**GIVEN PROBLEM:**
Extend the passage on filtering event logs for process discovery, picking up after its last sentence.

**EXTRACT PROVIDED:**
-- -- --

The remainder of this paper is structured as follows. Section 2 motivates the need for general purpose event log filtering methods. In Section 3, we discuss related work and after that, in Sect. 4, we explain our proposed method. Details of the evaluation and corresponding results are given in Sect. 5. Finally, Sect. 6 concludes the paper and presents some future work in this domain.

2 Motivation

An interpretable process model helps business process analysts to understand what is going on in an event data. However, often process discovery algorithms return results that are complicated and not understandable, because of outliers within the event logs used. In Fig. 1 we show how the application of filtering greatly reduces the complexity in a real event log, i.e. the event log of the Business Process Intelligence Challenge 2012 (BPIC 2012). Figure 1a shows a process model discovered using the ILP Miner of [5]Footnote 1 for this event log, whereas Fig. 1b shows the result of applying the same process discovery algorithm on \(80\%\) of the most frequent original behaviour.

-- -- --

**SUPPLIED INFORMATION:**
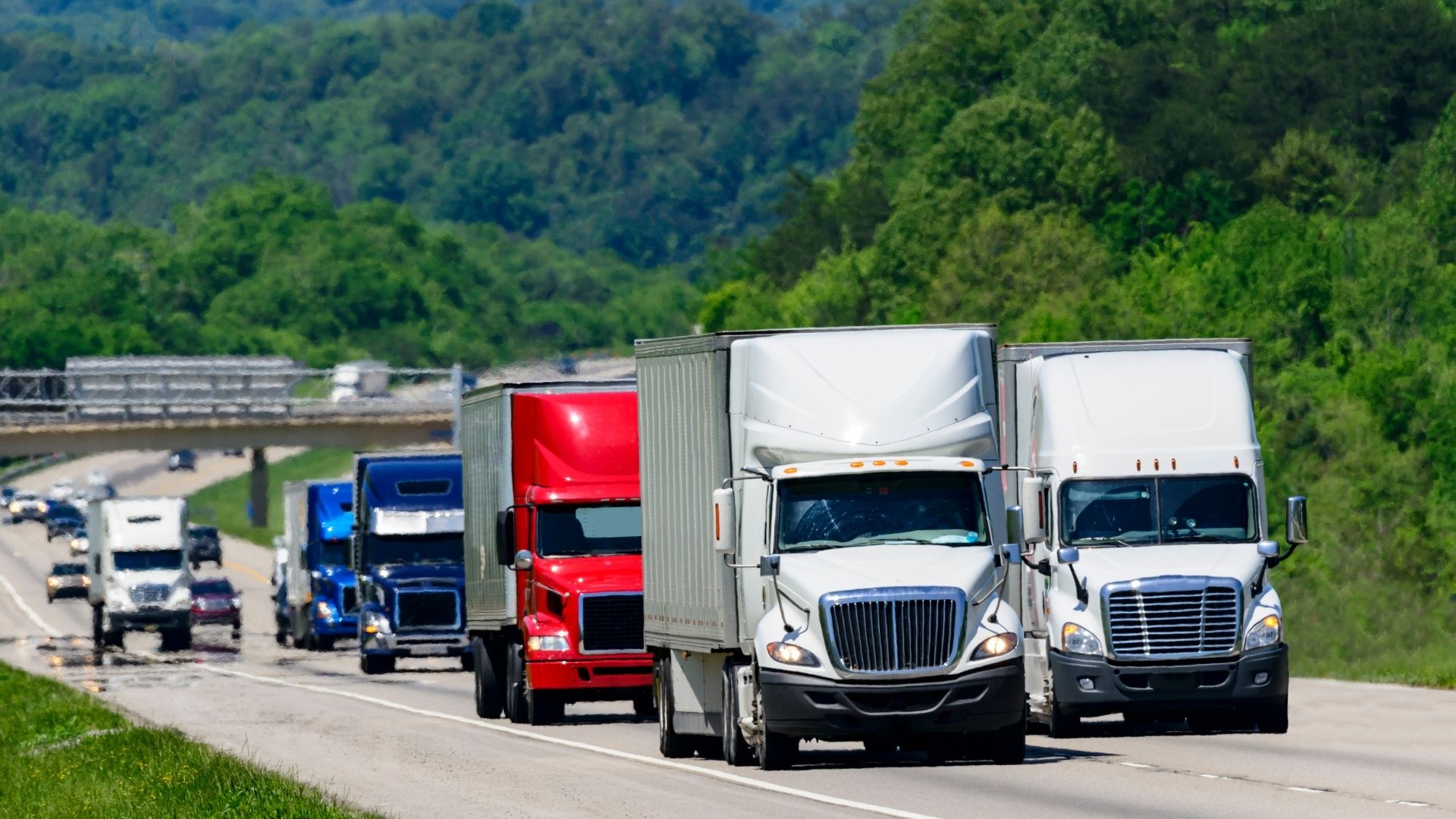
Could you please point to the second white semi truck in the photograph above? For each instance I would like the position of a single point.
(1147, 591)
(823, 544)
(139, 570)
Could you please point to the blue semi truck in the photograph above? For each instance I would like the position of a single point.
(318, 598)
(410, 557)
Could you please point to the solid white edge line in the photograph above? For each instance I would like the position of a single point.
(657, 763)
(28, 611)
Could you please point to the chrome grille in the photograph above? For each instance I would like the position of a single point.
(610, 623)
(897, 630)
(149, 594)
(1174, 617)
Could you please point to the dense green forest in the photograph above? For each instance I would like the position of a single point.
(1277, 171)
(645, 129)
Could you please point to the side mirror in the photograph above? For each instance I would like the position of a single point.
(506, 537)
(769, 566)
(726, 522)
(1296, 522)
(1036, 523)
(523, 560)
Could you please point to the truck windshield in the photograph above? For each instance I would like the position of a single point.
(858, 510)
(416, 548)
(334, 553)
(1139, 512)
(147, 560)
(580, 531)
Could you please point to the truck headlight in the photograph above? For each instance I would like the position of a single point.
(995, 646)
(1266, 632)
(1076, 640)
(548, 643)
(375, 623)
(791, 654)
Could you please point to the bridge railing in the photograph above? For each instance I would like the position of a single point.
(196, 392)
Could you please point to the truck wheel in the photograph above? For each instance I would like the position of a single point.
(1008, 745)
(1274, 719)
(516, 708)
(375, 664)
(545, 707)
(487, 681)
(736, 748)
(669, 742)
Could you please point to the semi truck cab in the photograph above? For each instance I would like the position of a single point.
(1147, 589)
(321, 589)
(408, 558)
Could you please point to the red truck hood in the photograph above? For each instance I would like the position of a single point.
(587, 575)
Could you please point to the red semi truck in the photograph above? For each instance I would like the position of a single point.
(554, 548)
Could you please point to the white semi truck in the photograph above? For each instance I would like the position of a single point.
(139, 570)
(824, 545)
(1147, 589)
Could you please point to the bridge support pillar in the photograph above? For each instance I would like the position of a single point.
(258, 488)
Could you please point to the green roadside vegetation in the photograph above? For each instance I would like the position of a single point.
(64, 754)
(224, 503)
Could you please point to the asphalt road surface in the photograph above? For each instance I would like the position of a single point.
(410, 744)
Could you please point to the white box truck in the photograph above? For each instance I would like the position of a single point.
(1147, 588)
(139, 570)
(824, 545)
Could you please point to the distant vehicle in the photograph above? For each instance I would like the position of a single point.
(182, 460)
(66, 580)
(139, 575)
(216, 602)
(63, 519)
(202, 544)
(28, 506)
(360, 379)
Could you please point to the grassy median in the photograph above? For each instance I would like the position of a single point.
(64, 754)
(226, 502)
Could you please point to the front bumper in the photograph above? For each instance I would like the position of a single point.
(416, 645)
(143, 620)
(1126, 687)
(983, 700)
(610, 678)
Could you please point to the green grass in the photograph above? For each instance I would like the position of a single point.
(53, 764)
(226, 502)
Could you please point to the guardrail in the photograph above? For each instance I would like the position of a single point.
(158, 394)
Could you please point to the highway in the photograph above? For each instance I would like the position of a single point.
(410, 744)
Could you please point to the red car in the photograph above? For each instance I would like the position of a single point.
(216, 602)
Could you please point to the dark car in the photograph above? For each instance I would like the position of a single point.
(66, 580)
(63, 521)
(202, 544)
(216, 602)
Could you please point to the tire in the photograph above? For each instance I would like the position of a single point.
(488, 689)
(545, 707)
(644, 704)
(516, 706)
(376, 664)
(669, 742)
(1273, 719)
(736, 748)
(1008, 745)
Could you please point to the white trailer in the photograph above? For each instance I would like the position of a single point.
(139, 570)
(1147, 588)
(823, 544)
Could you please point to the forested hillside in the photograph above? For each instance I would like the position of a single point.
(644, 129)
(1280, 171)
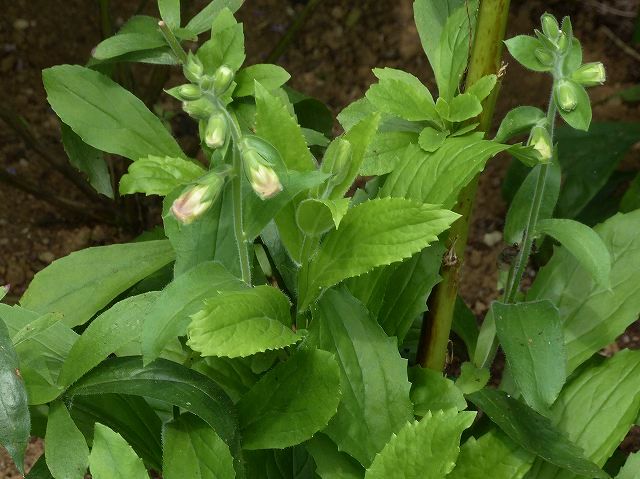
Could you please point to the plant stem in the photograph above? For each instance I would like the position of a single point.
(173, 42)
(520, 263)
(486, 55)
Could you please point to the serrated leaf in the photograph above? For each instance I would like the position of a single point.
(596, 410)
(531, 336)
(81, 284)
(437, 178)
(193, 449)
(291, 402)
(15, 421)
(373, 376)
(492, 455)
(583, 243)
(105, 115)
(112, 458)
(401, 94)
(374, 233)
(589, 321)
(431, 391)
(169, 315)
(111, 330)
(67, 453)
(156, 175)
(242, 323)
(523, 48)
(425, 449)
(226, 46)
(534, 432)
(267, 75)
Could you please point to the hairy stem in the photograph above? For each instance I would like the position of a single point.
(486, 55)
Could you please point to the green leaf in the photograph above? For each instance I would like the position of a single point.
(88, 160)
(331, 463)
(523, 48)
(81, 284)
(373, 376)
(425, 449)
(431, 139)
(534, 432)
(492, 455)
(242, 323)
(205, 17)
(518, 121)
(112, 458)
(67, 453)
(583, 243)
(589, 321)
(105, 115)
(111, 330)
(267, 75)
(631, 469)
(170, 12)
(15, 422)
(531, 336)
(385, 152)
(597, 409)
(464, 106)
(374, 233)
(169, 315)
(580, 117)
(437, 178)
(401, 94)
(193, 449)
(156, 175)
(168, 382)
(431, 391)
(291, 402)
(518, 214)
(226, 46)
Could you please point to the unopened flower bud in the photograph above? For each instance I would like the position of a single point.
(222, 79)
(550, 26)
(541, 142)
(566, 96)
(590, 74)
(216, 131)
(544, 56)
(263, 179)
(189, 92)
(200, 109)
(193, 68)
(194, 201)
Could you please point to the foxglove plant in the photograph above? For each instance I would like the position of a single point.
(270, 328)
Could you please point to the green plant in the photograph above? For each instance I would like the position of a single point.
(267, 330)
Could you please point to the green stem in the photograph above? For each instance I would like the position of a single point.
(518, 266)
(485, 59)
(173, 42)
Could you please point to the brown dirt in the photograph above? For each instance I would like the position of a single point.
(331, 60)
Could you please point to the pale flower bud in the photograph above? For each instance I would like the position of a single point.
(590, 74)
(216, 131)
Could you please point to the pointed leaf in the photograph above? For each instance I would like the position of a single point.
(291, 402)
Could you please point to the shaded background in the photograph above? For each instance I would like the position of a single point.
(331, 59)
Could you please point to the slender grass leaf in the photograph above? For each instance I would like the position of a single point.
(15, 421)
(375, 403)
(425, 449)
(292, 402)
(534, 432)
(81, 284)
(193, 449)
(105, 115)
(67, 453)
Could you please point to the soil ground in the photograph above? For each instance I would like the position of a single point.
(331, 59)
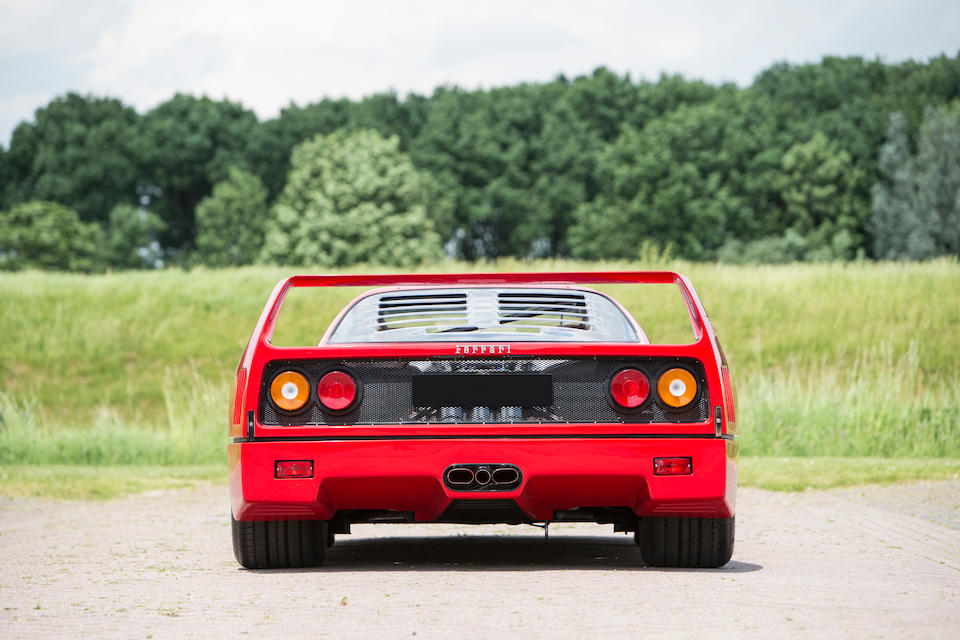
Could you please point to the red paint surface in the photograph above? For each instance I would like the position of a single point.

-- -- --

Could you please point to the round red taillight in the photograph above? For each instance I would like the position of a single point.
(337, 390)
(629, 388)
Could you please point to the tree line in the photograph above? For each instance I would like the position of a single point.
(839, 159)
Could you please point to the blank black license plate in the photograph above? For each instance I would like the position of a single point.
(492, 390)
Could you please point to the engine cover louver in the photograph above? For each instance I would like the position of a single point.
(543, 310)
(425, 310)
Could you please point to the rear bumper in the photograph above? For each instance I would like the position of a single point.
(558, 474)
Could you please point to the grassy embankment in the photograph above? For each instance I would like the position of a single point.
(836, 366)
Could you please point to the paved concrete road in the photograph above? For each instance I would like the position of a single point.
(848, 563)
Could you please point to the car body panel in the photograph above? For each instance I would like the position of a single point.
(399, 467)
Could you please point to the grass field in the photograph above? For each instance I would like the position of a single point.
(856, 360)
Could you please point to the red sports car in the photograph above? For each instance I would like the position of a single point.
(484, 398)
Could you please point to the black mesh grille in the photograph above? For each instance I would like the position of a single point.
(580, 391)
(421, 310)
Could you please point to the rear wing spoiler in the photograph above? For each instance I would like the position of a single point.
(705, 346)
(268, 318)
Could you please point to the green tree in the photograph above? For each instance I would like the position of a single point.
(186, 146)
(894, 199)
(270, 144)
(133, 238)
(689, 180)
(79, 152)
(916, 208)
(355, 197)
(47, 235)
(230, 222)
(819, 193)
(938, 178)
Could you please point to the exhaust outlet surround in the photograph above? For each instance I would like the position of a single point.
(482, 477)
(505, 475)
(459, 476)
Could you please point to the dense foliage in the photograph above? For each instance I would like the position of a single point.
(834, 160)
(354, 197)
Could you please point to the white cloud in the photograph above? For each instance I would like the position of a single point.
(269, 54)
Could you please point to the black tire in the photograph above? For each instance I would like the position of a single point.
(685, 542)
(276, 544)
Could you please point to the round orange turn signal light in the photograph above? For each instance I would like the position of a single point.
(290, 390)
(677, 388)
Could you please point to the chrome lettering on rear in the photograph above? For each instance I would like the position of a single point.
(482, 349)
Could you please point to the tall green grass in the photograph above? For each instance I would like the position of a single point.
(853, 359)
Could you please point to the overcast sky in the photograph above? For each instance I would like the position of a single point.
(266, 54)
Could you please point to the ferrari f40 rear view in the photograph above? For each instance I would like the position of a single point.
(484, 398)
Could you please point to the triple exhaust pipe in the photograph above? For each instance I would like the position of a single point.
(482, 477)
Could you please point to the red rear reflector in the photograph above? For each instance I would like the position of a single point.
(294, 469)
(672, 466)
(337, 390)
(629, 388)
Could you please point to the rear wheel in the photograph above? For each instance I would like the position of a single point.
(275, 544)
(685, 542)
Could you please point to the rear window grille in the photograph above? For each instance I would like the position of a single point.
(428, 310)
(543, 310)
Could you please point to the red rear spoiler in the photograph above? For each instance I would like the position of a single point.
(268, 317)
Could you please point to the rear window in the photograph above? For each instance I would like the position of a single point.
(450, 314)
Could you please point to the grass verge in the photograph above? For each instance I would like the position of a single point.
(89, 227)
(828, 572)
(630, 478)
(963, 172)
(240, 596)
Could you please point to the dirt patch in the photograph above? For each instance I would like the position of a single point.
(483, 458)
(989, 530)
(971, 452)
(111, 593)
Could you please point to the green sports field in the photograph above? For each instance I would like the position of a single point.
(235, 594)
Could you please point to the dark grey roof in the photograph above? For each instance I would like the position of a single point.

-- -- --

**FINAL ANSWER:**
In process mining, two quality measures are defined for measuring the behavioural quality of process models, i.e. fitness and precision [6]. Fitness computes how much behaviour in the event log is also described by the process model. On the other hand, precision measures the amount of behaviour described by the model that is also present in the event log. The fitness values of Figs. 1a and 1b are 0.57 and 0.46 whereas their precision values are 0.68 and 1.0 respectively. This means that the model in Fig. 1a describes more behaviour that is also presented in the event log, however, in order to do this it is greatly underfitting. Hence, it allows for much more behaviour compared to the model in Fig. 1b. As a consequence, the model in Fig. 1a is more complex and ambiguous. However, arbitrarily removing behaviour based on frequency is too ad-hoc and does not work when there is a lot of variety present within an event log. Therefore, we need more advanced filtering methods that take into account and exploit the actual behaviour described by the event log. Clearly, by incorporating all possible behaviour, the model in Fig. 1a is overly complex and conceals the dominant/main-stream behaviour of the underlying process. The process model in Fig. 1b, on the other hand, is much simpler while still covering 80% of the observed behaviour allowed by the other model. At the same time, the model describes less behaviour compared to the model in Fig. 1a, and is therefore less under-fitting. Thus, by removing \(20\%\) of behaviour, we obtain a simpler model that still accurately describes the underlying process.

Fig. 1.
figure 1

Process models discovered by applying the ILP Miner [5] on the BPIC 2012 log.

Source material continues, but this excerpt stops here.